Texto extraído:
Desde la antigüedad, la lectura y la interpretación de la Biblia se hacía desde la estricta literalidad conjugándola, esporádicamente, con la interpretación alegórica. El concepto de “inspiración” atribuido a la Escritura procede de la definición que había expuesto Filón de Alejandría, filósofo judío (15 a.C.- 45 d.C), desde el pensamiento de la escuela griega (André Paul, “La inspiración y el canon de la Escritura”). Según la definición de Filón, el hagiógrafo venía a ser un simple instrumento pasivo de la irresistible acción de Dios. Luego Dios era el último responsable de la Escritura. De ahí su “infalibilidad” e “inerrancia”. Pero entre el Concilio Vaticano I (1869) y el Concilio Vaticano II (1962) se produjo un cambio significativo al respecto, sobre todo por la presión que venía ejerciendo la Ilustración. La conclusión del Vaticano II (Dei Verbum) dejó un resquicio a la doble paternidad de la Escritura: divina y humana, y que esta, la humana, no fue ajena a la influencia cultural de los autores. No obstante, unos fieles cristianos estadounidenses quisieron fijar la plena inspiración (e inerrancia) de la Escritura. Auspiciaron, en varios volúmenes, la publicación de los Fundamentos que había que defender para salvar dicha inerrancia (de aquellos Fundamentos se deriva el término “fundamentalista”).

Mirando hacia atrás en el tiempo, parece que vivimos inmersos en una “catarsis” que no encuentra fondo. Antes de haber resuelto viejas controversias, nos encontramos con otras nuevas. La controversia geocentrismo versus heliocentrismo parece estar superada (excepto para unos cuantos), y lo hemos superado sin arrancar hojas de la Biblia; simplemente hemos llegado a la conclusión de que, al menos ciertos textos (por ej. Josué 10:12-14), no se pueden interpretar de manera literal. Tendrá otra lectura. Pero llegar a esta conclusión no fue fácil. Costó muchos anatemas y no pocas excomuniones. Actualmente algunos andan enfrascados en la controversia creacionismo versus evolucionismo, un nuevo enfrentamiento entre la Ciencia y la Fe; un enfrentamiento a estas alturas ciertamente absurdo. La verdad (lo que entendamos por esto) llegará un día u otro, como llegó la verdad de la cosmología moderna, demostrando que era la Tierra la que se movía alrededor del Sol y no al contrario, a pesar de los enunciados bíblicos al respecto.

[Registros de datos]
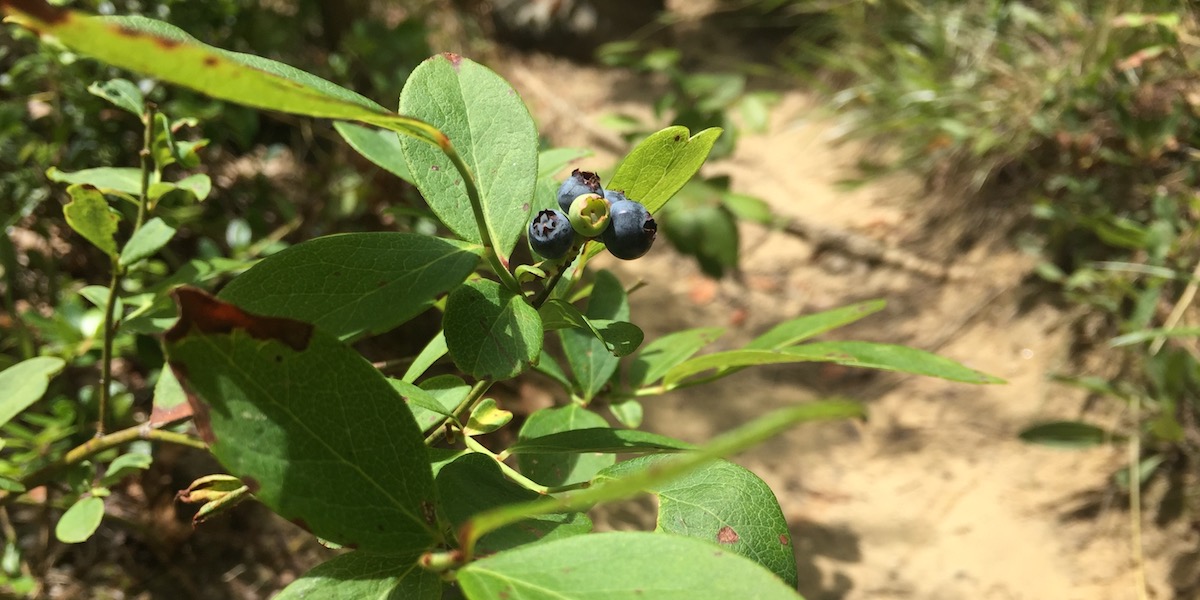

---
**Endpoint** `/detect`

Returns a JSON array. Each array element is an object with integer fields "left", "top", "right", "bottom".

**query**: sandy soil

[{"left": 499, "top": 50, "right": 1200, "bottom": 600}]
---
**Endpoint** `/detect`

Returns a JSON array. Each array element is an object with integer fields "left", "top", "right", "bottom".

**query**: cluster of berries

[{"left": 529, "top": 169, "right": 659, "bottom": 260}]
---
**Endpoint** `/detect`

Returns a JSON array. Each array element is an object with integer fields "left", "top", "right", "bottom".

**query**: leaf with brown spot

[
  {"left": 0, "top": 0, "right": 449, "bottom": 146},
  {"left": 593, "top": 455, "right": 797, "bottom": 588},
  {"left": 716, "top": 526, "right": 738, "bottom": 544},
  {"left": 164, "top": 288, "right": 437, "bottom": 552}
]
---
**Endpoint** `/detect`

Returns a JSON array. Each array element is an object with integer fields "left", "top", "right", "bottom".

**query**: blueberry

[
  {"left": 600, "top": 199, "right": 659, "bottom": 260},
  {"left": 558, "top": 169, "right": 604, "bottom": 212},
  {"left": 529, "top": 210, "right": 575, "bottom": 259}
]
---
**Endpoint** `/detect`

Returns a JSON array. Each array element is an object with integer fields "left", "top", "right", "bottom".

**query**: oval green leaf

[
  {"left": 4, "top": 7, "right": 448, "bottom": 145},
  {"left": 334, "top": 121, "right": 413, "bottom": 184},
  {"left": 164, "top": 288, "right": 437, "bottom": 552},
  {"left": 626, "top": 328, "right": 725, "bottom": 390},
  {"left": 538, "top": 298, "right": 646, "bottom": 358},
  {"left": 517, "top": 404, "right": 617, "bottom": 486},
  {"left": 458, "top": 532, "right": 800, "bottom": 600},
  {"left": 744, "top": 300, "right": 887, "bottom": 350},
  {"left": 586, "top": 125, "right": 721, "bottom": 258},
  {"left": 508, "top": 427, "right": 696, "bottom": 455},
  {"left": 784, "top": 342, "right": 1004, "bottom": 384},
  {"left": 596, "top": 456, "right": 797, "bottom": 588},
  {"left": 120, "top": 217, "right": 175, "bottom": 266},
  {"left": 462, "top": 398, "right": 512, "bottom": 436},
  {"left": 275, "top": 551, "right": 442, "bottom": 600},
  {"left": 54, "top": 496, "right": 104, "bottom": 544},
  {"left": 1020, "top": 421, "right": 1120, "bottom": 449},
  {"left": 62, "top": 184, "right": 121, "bottom": 258},
  {"left": 46, "top": 167, "right": 142, "bottom": 196},
  {"left": 400, "top": 54, "right": 538, "bottom": 264},
  {"left": 220, "top": 232, "right": 480, "bottom": 340},
  {"left": 443, "top": 280, "right": 542, "bottom": 379},
  {"left": 437, "top": 452, "right": 592, "bottom": 553},
  {"left": 0, "top": 356, "right": 67, "bottom": 426},
  {"left": 558, "top": 271, "right": 641, "bottom": 401}
]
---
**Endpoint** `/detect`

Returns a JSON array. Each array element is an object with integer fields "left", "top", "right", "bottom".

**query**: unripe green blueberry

[{"left": 568, "top": 193, "right": 608, "bottom": 238}]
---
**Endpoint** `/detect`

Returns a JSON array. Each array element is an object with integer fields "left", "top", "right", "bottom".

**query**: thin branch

[{"left": 0, "top": 424, "right": 209, "bottom": 506}]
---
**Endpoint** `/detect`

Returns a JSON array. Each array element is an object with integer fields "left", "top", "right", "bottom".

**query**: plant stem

[
  {"left": 96, "top": 102, "right": 156, "bottom": 438},
  {"left": 529, "top": 242, "right": 586, "bottom": 308},
  {"left": 96, "top": 258, "right": 121, "bottom": 438},
  {"left": 425, "top": 379, "right": 494, "bottom": 445},
  {"left": 462, "top": 436, "right": 550, "bottom": 496},
  {"left": 1129, "top": 396, "right": 1147, "bottom": 600},
  {"left": 0, "top": 424, "right": 209, "bottom": 506}
]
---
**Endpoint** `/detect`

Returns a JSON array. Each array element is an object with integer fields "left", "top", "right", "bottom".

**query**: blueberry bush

[{"left": 0, "top": 0, "right": 998, "bottom": 599}]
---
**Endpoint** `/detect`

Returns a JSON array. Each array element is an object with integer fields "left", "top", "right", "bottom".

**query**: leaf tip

[{"left": 163, "top": 286, "right": 313, "bottom": 352}]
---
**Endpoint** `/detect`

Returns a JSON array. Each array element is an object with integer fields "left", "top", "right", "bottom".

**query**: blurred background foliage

[{"left": 0, "top": 0, "right": 1200, "bottom": 597}]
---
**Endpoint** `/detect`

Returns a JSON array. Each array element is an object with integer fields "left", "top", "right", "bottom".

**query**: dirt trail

[{"left": 500, "top": 56, "right": 1194, "bottom": 600}]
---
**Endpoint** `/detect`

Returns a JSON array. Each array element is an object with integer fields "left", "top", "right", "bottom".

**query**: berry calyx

[
  {"left": 529, "top": 210, "right": 575, "bottom": 259},
  {"left": 558, "top": 169, "right": 604, "bottom": 212},
  {"left": 568, "top": 193, "right": 610, "bottom": 238}
]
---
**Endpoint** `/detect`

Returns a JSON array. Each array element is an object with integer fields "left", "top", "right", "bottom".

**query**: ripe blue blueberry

[
  {"left": 566, "top": 193, "right": 608, "bottom": 239},
  {"left": 600, "top": 199, "right": 659, "bottom": 260},
  {"left": 558, "top": 169, "right": 604, "bottom": 212},
  {"left": 529, "top": 210, "right": 575, "bottom": 259}
]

Instrucciones:
Según el texto sobre la interpretación de la Biblia, ¿de quién procede la definición de “inspiración” atribuida a la Escritura?

Solución:
De Filón de Alejandría, filósofo judío.